+++ GIVEN RECORDS +++
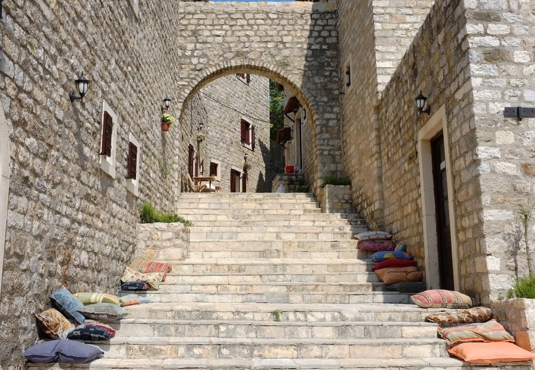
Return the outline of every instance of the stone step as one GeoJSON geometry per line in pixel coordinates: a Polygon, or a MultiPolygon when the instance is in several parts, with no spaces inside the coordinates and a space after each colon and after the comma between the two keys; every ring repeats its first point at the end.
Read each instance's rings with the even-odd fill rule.
{"type": "Polygon", "coordinates": [[[325,339],[120,337],[88,342],[105,357],[128,358],[418,358],[448,357],[445,341],[431,338],[325,339]]]}
{"type": "MultiPolygon", "coordinates": [[[[325,214],[324,213],[322,214],[325,214]]],[[[217,221],[216,220],[197,220],[195,221],[194,227],[254,227],[265,226],[316,226],[325,227],[347,227],[352,226],[364,226],[364,222],[362,219],[339,219],[332,218],[330,219],[320,220],[227,220],[217,221]]]]}
{"type": "Polygon", "coordinates": [[[239,221],[246,222],[249,221],[328,221],[331,220],[343,220],[348,222],[359,222],[361,224],[362,220],[358,214],[353,213],[307,213],[306,214],[276,214],[258,213],[256,214],[208,214],[200,213],[188,215],[188,218],[195,222],[198,221],[239,221]]]}
{"type": "Polygon", "coordinates": [[[365,226],[355,226],[354,230],[343,232],[195,232],[192,230],[190,240],[194,242],[214,240],[339,240],[354,239],[355,235],[366,231],[365,226]]]}
{"type": "Polygon", "coordinates": [[[177,274],[168,273],[166,282],[198,282],[207,284],[231,283],[236,282],[270,282],[274,281],[293,281],[309,282],[379,282],[379,278],[374,272],[333,272],[310,274],[279,273],[207,273],[177,274]]]}
{"type": "Polygon", "coordinates": [[[62,370],[66,368],[88,369],[151,369],[152,370],[178,370],[188,369],[241,369],[242,370],[341,370],[342,369],[377,369],[384,370],[488,370],[501,368],[507,370],[532,370],[531,361],[502,363],[494,365],[468,364],[456,358],[421,358],[410,359],[384,358],[258,358],[233,359],[165,358],[100,358],[88,364],[67,365],[59,364],[27,364],[29,368],[62,370]]]}
{"type": "Polygon", "coordinates": [[[292,239],[291,240],[190,240],[190,250],[338,250],[356,249],[357,241],[354,239],[340,240],[315,240],[292,239]]]}
{"type": "Polygon", "coordinates": [[[366,227],[364,225],[341,225],[325,226],[289,225],[243,225],[238,223],[231,226],[223,226],[218,222],[212,226],[201,226],[195,222],[191,227],[192,233],[360,233],[366,227]]]}
{"type": "Polygon", "coordinates": [[[409,294],[384,291],[293,291],[289,292],[184,292],[179,290],[119,291],[128,299],[149,298],[152,302],[209,302],[217,303],[409,303],[409,294]]]}
{"type": "Polygon", "coordinates": [[[173,272],[180,274],[364,272],[375,265],[370,260],[332,258],[190,258],[169,263],[173,272]]]}
{"type": "Polygon", "coordinates": [[[228,198],[231,199],[247,199],[251,198],[259,199],[315,199],[314,194],[311,192],[303,193],[281,193],[281,192],[222,192],[217,193],[198,193],[198,192],[182,192],[180,193],[180,199],[219,199],[228,198]]]}
{"type": "Polygon", "coordinates": [[[190,249],[189,258],[368,258],[372,252],[360,249],[332,250],[319,249],[307,250],[294,249],[257,249],[236,250],[216,249],[202,250],[190,249]]]}
{"type": "Polygon", "coordinates": [[[195,206],[192,208],[177,207],[175,212],[179,214],[189,217],[192,214],[281,214],[281,215],[297,215],[297,214],[319,214],[322,212],[321,208],[302,208],[295,209],[284,209],[277,206],[272,206],[270,208],[259,208],[251,207],[250,208],[226,208],[226,209],[201,209],[195,206]]]}
{"type": "Polygon", "coordinates": [[[372,321],[422,322],[430,312],[454,310],[421,309],[415,305],[384,303],[146,303],[127,307],[127,319],[261,321],[273,320],[277,311],[282,321],[322,322],[372,321]]]}
{"type": "Polygon", "coordinates": [[[434,338],[438,325],[431,322],[365,321],[247,321],[123,319],[108,323],[115,337],[214,337],[217,338],[381,339],[434,338]]]}
{"type": "Polygon", "coordinates": [[[243,202],[230,201],[227,203],[218,202],[178,202],[175,205],[177,210],[187,210],[196,208],[199,210],[308,210],[318,208],[319,203],[317,202],[265,202],[263,199],[254,201],[247,199],[243,202]]]}
{"type": "MultiPolygon", "coordinates": [[[[342,292],[384,291],[385,284],[382,282],[308,282],[274,281],[269,282],[165,282],[160,283],[158,292],[189,293],[292,293],[294,292],[324,292],[340,293],[342,292]]],[[[127,291],[120,291],[128,293],[127,291]]],[[[142,293],[142,291],[137,291],[142,293]]]]}

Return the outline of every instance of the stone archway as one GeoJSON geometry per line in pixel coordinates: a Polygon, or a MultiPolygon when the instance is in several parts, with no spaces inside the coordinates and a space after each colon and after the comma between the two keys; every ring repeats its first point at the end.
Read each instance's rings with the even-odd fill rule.
{"type": "Polygon", "coordinates": [[[4,109],[0,104],[0,297],[5,248],[5,229],[7,221],[7,196],[9,194],[9,136],[4,109]]]}
{"type": "Polygon", "coordinates": [[[311,113],[309,184],[342,171],[336,7],[296,3],[181,3],[177,108],[219,77],[248,73],[293,91],[311,113]]]}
+++
YOUR OBJECTIVE
Print all the entries above line for line, unchanged, and omit the pictures.

WRITTEN REPLY
Return the outline of every instance of the stone step as one GeoJSON geometry per line in pixel coordinates: a Polygon, or a MultiPolygon when the instance is in several parts, with no spaces inside the coordinates and a space after each colon and after the comma between the two keys; every ring repeats its first point at the end.
Read each instance's rings with the even-odd fill rule.
{"type": "Polygon", "coordinates": [[[325,339],[120,337],[88,342],[105,357],[128,358],[418,358],[448,357],[445,341],[431,338],[325,339]]]}
{"type": "MultiPolygon", "coordinates": [[[[325,214],[324,213],[322,214],[325,214]]],[[[217,221],[216,220],[197,220],[195,221],[194,227],[254,227],[265,226],[316,226],[325,227],[347,227],[352,226],[364,226],[364,222],[362,219],[339,219],[332,218],[330,219],[320,220],[227,220],[217,221]]]]}
{"type": "Polygon", "coordinates": [[[239,221],[246,222],[249,221],[328,221],[331,220],[343,220],[348,222],[359,222],[361,224],[362,220],[358,214],[353,213],[307,213],[306,214],[276,214],[258,213],[256,214],[208,214],[200,213],[188,215],[188,218],[195,222],[198,221],[239,221]]]}
{"type": "Polygon", "coordinates": [[[365,226],[355,226],[354,230],[343,232],[195,232],[192,230],[190,240],[194,242],[214,240],[339,240],[354,239],[355,235],[366,231],[365,226]]]}
{"type": "Polygon", "coordinates": [[[177,274],[168,273],[166,282],[198,282],[207,284],[231,283],[236,282],[270,282],[274,281],[293,281],[309,282],[379,282],[379,278],[374,272],[333,272],[310,274],[279,273],[207,273],[177,274]]]}
{"type": "Polygon", "coordinates": [[[62,370],[66,368],[88,369],[151,369],[152,370],[178,370],[188,369],[241,369],[242,370],[341,370],[342,369],[377,369],[384,370],[488,370],[501,368],[507,370],[532,370],[531,361],[502,363],[494,365],[468,364],[456,358],[421,358],[410,359],[384,358],[258,358],[233,359],[165,358],[100,358],[88,364],[67,365],[59,364],[27,364],[29,368],[62,370]]]}
{"type": "Polygon", "coordinates": [[[292,239],[291,240],[190,240],[190,250],[338,250],[356,249],[357,241],[354,239],[340,240],[315,240],[292,239]]]}
{"type": "Polygon", "coordinates": [[[366,227],[364,225],[341,225],[325,226],[289,225],[243,225],[238,223],[231,226],[223,226],[218,222],[212,226],[201,226],[195,222],[191,227],[192,233],[360,233],[366,227]]]}
{"type": "Polygon", "coordinates": [[[409,294],[384,291],[293,291],[289,292],[184,292],[179,290],[119,291],[128,299],[149,298],[152,302],[209,302],[217,303],[409,303],[409,294]]]}
{"type": "Polygon", "coordinates": [[[173,272],[180,274],[364,272],[375,265],[370,260],[332,258],[190,258],[169,263],[173,272]]]}
{"type": "Polygon", "coordinates": [[[228,198],[231,199],[247,199],[251,198],[259,199],[315,199],[314,194],[311,192],[303,193],[281,193],[281,192],[222,192],[217,193],[198,193],[198,192],[182,192],[180,193],[180,199],[219,199],[228,198]]]}
{"type": "Polygon", "coordinates": [[[190,249],[189,258],[368,258],[372,252],[360,249],[332,250],[319,249],[307,250],[294,249],[257,249],[236,250],[216,249],[202,250],[190,249]]]}
{"type": "Polygon", "coordinates": [[[195,206],[192,208],[177,207],[175,212],[179,214],[189,217],[192,214],[281,214],[281,215],[297,215],[297,214],[319,214],[322,212],[321,208],[302,208],[295,209],[284,209],[277,206],[272,206],[270,208],[259,208],[251,207],[250,208],[226,208],[226,209],[201,209],[195,206]]]}
{"type": "Polygon", "coordinates": [[[372,321],[422,322],[430,312],[454,310],[421,309],[415,305],[384,303],[146,303],[127,307],[127,319],[261,321],[273,320],[277,311],[282,321],[322,322],[372,321]]]}
{"type": "Polygon", "coordinates": [[[434,338],[438,325],[431,322],[365,321],[247,321],[123,319],[108,323],[115,337],[214,337],[217,338],[381,339],[434,338]]]}
{"type": "Polygon", "coordinates": [[[243,202],[230,201],[227,203],[218,202],[178,202],[175,205],[177,210],[187,210],[196,208],[199,210],[308,210],[318,208],[319,203],[317,202],[265,202],[263,199],[254,201],[247,199],[243,202]]]}
{"type": "MultiPolygon", "coordinates": [[[[342,292],[384,291],[385,284],[382,282],[308,282],[274,281],[269,282],[165,282],[160,283],[158,292],[189,293],[292,293],[294,292],[324,292],[340,293],[342,292]]],[[[127,291],[120,291],[128,293],[127,291]]],[[[142,293],[142,291],[137,291],[142,293]]]]}

Return the outline of every instance of the stone archway as one GeoJSON geometry per line in pixel coordinates: a Polygon, or a MultiPolygon when the instance is in several parts, with no spaces inside the coordinates and a space after each colon and after the comma between the two keys; every ring repeats its first point at the end.
Read each instance's rings with the even-odd fill rule.
{"type": "Polygon", "coordinates": [[[4,109],[0,104],[0,297],[5,248],[5,229],[7,221],[7,196],[9,194],[9,136],[4,109]]]}
{"type": "Polygon", "coordinates": [[[311,113],[309,184],[342,171],[336,7],[296,3],[181,3],[177,108],[219,77],[248,73],[293,91],[311,113]]]}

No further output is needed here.